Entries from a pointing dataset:

'''

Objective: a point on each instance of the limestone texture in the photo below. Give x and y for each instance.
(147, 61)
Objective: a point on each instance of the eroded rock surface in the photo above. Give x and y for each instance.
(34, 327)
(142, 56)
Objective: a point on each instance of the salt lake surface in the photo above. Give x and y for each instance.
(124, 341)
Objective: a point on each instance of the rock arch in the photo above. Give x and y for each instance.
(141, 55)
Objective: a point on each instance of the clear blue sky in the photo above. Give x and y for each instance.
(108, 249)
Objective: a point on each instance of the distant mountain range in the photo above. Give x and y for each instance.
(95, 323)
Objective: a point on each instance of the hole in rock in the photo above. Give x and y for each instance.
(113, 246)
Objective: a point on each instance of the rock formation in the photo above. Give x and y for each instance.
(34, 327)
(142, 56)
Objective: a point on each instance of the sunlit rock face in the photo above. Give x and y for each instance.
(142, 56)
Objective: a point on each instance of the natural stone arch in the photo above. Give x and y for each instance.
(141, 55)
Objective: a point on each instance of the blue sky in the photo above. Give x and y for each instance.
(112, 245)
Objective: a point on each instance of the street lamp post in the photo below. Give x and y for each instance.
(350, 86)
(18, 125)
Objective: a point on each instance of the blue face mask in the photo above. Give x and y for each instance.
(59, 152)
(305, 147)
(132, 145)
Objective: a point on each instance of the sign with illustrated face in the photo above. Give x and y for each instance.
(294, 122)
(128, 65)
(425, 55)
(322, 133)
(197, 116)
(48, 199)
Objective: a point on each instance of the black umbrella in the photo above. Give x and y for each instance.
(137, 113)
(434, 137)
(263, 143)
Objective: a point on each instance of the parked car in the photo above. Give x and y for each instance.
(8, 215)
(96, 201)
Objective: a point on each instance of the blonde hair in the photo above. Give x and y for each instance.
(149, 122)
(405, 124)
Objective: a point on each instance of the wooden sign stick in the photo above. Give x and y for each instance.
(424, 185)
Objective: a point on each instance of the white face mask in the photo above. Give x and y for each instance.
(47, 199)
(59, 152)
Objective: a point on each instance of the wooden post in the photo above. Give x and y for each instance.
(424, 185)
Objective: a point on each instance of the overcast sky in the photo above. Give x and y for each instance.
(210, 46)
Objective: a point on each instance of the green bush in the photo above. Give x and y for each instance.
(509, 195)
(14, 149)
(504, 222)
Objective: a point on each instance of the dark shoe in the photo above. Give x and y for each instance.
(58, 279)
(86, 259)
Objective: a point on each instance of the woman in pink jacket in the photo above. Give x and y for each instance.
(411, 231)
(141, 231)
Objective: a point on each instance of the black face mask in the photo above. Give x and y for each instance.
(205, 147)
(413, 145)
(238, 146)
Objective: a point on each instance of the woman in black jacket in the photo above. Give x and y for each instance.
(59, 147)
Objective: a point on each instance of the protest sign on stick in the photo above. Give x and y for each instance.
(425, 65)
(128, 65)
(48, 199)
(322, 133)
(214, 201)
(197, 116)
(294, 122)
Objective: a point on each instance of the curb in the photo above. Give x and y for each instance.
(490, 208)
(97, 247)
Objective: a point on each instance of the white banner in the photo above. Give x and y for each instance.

'''

- [Problem statement] Write out every line of the material above without changing a single word.

- [Answer to this problem]
Objective: a point on each instance of the limestone texture in the photo below. Give x and y for each instance.
(147, 61)
Objective: a point on each instance of the eroded rock surface in the photo above. Give x and y for each instance.
(34, 327)
(142, 56)
Objective: a point on each instance of the salt lake surface in the photo above. Give x and y for each instance.
(124, 341)
Objective: a point on each instance of the rock arch in the photo above. Give x and y for each instance.
(141, 55)
Objective: a point on each instance of the clear blue sky in the photo above. Give x and y for each instance.
(108, 249)
Objective: a point on each instance of the distant mountain range in the photo above. Give x and y for each instance.
(95, 323)
Objective: a point on each instance of the hole in rock in the photo above. Give x and y for each instance.
(113, 246)
Objective: a point on each instance of the rock formation in the photo above. Give x and y for each instance.
(34, 327)
(142, 56)
Objective: a point on each instance of the sunlit rock face in the photo above. Give x and y for each instance.
(142, 56)
Objective: a point on each instance of the natural stone arch in the photo above. Give x and y for each instance.
(141, 55)
Objective: a point on each instance of the blue sky in the photo above. Give x and y for each instance.
(112, 245)
Objective: a point on each instance of the street lamp post in the photo below. Give x and y for each instance.
(350, 86)
(18, 125)
Objective: a point on each instance of the blue face mask in the photo above. Give x and y for each instance.
(59, 152)
(305, 147)
(132, 145)
Objective: a point on each instance of the sign with illustrated face in the photo above. Give x and y for each instance.
(294, 122)
(128, 65)
(425, 55)
(322, 133)
(197, 116)
(48, 199)
Objective: a point on each instance of the black umbrella in the photo above. Give x and y for each instance.
(137, 113)
(434, 137)
(263, 143)
Objective: a point on each instance of the parked car in the photo above. Give x and y for each instance.
(8, 215)
(96, 201)
Objective: a point on each instance of the blonde hair in the photo above. Give x and y for each instance.
(149, 122)
(405, 124)
Objective: a point on each instance of the wooden sign stick in the photo above. Give x and y for each instance.
(424, 185)
Objective: a point on each instance of the white face mask in the photo above. Give x and y for each instance.
(47, 199)
(59, 152)
Objective: a point on each instance of the wooden post in the photo above. Give x and y for each instance.
(424, 185)
Objective: a point on each instance of the overcast sky in the photo above. Give x and y for each instance.
(210, 46)
Objective: a point on each instance of the green bush in the photo above. Give x and y for each instance.
(509, 195)
(14, 149)
(504, 222)
Objective: a point on each instance of the dark shoe in the photo above. Give x and y for each instance.
(58, 279)
(86, 259)
Objective: a point on each instance of the woman in pink jacket in the photo above. Give x and y for each instance.
(411, 231)
(141, 231)
Objective: a point on each instance of the black face mask in the photo above. Give x and y for each instance.
(205, 147)
(413, 145)
(238, 146)
Objective: a point on each instance of the woman in black jacket in the photo above. Give x and y for each instance.
(59, 147)
Objective: a point on each instance of the protest sign on stick in the photo above. Give x and y for each instance.
(425, 65)
(128, 65)
(48, 199)
(322, 133)
(214, 201)
(197, 116)
(294, 122)
Objective: a point on each instance of the curb in the photo above. Give x and y for each instance.
(490, 208)
(97, 247)
Objective: a point on each instance of the white banner in the photo above. Give x and y for each instance.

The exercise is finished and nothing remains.